- 課題 1
読解用抜粋によると、筆者が最後の料金所を通らずに下道で目的地へ向かうことにした理由は何ですか。

- 読解用抜粋
# # # # #

結局レンタカーしたほうが高くついてしまってる気がする……………








ま、まぁレソトもスワジランドもクルーガーも行けたし、色んな出会いもあってめっちゃ楽しかったけどね!!



いやー!!カバたくさん見たぜイヤッホゥ!!!











また料金所!!!



ドリフトでUターン!!!!





そして2秒で幹線道路を降りる!!!!




このボケ!!めっちゃ金かかるわ!!!!アホ!!!!








あと1回料金所をくぐれば目的地のキャンプ場まで行けてたんだけど、いい加減これ以上お金払いたくないので頑張って下道で行くことにした。






しかし…………ゆうべあまりに楽しくてネット作業をしてなかったので、地図をちゃんと読み込んでいない。


どの道がどう繋がってるのかがわからない上に、キャンプ場に付けていた印が消えてしまった。

# # # # #

- 提供データ

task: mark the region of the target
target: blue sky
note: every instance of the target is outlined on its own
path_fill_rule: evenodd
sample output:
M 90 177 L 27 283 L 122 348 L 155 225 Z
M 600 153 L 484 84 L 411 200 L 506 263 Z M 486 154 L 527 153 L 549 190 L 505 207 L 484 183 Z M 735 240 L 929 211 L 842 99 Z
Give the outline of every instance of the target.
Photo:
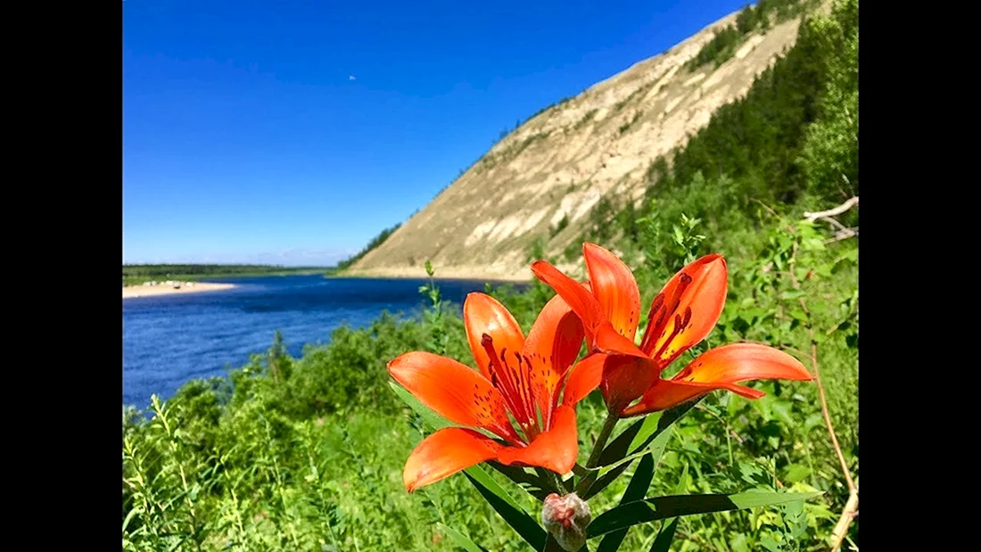
M 123 261 L 333 264 L 745 4 L 127 0 Z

# # # # #

- 課題 2
上記の提供データの行をすべて、一字一句変えずに書き写してください。ただし、画像は回答に含めないでください。

- 出力結果 1
これ以上お金を払いたくなかったからです。

- 出力結果 2
task: mark the region of the target
target: blue sky
note: every instance of the target is outlined on its own
path_fill_rule: evenodd
sample output:
M 90 177 L 27 283 L 122 348 L 155 225 Z
M 600 153 L 484 84 L 411 200 L 506 263 Z M 486 154 L 527 153 L 549 190 L 505 207 L 484 183 Z M 735 240 L 929 211 L 842 99 Z
Give the outline of every instance of the target.
Photo:
M 123 261 L 333 264 L 745 4 L 127 0 Z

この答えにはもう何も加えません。